PROVIDED DATA:

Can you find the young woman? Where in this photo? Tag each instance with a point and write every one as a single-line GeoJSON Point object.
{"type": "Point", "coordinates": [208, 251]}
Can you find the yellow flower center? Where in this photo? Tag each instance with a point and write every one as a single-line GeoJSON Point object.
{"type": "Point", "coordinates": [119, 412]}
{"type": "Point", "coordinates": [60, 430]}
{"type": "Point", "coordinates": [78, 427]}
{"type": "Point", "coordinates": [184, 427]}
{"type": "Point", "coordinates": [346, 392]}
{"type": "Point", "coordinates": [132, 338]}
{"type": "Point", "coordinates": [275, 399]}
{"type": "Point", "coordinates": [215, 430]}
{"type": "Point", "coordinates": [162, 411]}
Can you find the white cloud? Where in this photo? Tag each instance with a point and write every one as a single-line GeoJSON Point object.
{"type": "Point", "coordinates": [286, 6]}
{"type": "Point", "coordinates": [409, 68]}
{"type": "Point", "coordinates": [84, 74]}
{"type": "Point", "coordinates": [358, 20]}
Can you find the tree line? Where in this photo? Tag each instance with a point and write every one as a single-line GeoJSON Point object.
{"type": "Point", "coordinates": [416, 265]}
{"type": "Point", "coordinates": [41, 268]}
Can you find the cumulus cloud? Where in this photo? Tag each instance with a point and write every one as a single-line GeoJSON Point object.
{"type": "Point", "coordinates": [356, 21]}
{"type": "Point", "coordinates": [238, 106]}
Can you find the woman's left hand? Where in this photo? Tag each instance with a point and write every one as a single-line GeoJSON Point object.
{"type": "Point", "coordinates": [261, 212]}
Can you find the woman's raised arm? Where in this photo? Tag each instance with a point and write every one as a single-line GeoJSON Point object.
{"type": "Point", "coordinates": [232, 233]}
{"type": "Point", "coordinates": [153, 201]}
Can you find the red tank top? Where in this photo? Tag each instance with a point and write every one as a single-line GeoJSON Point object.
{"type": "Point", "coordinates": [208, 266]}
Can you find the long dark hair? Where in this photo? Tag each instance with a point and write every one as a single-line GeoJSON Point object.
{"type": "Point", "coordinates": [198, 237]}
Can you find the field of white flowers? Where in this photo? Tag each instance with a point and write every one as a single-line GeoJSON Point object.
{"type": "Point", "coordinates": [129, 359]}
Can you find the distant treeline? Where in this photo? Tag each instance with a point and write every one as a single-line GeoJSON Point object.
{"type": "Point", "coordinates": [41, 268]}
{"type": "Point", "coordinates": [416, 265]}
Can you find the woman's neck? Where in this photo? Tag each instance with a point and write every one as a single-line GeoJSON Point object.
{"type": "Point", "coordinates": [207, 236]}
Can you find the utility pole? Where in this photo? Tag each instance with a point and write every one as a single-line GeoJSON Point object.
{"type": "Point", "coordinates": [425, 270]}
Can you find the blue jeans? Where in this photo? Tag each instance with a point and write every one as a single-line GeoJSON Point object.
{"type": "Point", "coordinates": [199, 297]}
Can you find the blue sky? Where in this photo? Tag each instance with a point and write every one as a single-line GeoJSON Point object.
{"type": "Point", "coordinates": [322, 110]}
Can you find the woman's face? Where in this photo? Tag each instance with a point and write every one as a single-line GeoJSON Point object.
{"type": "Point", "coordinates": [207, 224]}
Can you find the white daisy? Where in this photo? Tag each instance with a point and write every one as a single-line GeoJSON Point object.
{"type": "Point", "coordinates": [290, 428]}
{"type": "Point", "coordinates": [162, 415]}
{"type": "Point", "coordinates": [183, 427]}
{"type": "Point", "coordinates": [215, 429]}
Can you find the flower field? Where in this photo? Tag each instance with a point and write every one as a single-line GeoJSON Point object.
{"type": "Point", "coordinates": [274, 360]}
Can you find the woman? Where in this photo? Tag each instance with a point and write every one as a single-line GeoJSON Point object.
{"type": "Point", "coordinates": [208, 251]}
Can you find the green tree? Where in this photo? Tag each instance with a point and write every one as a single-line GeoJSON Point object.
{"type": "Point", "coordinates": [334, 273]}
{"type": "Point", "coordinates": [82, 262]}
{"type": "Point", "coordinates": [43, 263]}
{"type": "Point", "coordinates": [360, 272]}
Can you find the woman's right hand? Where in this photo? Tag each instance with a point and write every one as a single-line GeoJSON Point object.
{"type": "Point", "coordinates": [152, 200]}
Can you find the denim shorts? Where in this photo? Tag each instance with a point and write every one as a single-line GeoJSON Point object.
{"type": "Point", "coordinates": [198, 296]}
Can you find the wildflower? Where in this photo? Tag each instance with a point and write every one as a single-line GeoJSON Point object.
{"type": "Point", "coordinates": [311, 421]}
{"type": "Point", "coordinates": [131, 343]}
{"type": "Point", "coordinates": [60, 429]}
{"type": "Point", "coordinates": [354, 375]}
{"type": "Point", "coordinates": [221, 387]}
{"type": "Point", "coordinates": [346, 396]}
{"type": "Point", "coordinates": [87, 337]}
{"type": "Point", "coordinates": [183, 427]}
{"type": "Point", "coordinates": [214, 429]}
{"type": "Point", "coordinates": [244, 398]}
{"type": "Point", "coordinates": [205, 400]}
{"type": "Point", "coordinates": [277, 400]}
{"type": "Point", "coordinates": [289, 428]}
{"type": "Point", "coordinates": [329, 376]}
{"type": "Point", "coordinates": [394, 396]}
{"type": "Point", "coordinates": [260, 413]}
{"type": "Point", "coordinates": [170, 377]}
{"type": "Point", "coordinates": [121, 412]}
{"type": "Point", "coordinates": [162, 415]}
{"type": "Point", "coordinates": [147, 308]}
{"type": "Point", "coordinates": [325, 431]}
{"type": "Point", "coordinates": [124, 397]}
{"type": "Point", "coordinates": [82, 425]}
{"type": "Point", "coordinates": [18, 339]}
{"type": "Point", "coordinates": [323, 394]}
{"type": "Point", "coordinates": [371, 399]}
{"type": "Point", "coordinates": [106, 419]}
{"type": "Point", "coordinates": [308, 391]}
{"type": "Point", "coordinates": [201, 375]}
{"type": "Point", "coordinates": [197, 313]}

==

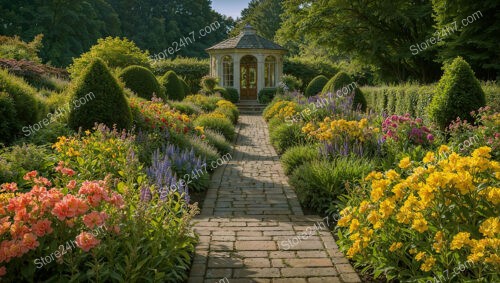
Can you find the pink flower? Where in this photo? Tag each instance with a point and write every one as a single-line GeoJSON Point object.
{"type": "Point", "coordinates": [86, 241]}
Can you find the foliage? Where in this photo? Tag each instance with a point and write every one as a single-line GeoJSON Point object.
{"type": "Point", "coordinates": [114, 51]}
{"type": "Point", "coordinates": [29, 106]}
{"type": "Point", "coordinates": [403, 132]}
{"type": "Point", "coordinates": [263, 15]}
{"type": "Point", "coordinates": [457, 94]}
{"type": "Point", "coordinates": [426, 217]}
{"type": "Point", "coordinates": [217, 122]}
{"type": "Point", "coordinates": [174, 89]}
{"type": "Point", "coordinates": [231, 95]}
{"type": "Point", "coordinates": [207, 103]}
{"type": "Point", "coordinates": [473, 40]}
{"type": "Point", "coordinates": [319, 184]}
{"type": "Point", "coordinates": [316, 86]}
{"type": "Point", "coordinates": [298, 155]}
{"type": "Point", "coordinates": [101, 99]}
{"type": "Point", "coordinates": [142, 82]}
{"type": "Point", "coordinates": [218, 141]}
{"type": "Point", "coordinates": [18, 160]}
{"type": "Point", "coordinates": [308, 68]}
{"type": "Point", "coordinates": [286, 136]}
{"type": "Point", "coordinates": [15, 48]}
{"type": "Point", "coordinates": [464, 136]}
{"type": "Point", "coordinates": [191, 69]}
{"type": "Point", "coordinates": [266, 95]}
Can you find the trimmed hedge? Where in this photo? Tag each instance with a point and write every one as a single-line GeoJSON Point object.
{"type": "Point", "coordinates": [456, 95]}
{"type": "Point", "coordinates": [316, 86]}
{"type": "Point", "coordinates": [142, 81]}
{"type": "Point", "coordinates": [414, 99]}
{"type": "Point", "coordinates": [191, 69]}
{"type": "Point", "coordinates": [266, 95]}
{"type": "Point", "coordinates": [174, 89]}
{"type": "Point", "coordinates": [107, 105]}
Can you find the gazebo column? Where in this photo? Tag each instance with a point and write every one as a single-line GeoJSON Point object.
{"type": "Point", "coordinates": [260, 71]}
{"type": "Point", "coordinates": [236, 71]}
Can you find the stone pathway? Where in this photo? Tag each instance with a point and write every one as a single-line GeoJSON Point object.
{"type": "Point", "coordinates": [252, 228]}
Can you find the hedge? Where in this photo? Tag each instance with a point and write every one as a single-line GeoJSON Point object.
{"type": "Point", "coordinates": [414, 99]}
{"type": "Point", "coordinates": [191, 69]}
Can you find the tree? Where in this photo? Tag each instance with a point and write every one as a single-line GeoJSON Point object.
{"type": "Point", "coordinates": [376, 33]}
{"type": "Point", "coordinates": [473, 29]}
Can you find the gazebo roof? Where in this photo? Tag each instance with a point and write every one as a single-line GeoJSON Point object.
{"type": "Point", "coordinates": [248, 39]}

WHAT YOU WILL DO: Count the lines in the entries above that contain the word "woman" and reply with only the number.

RESPONSE FOR THIS EXERCISE: 7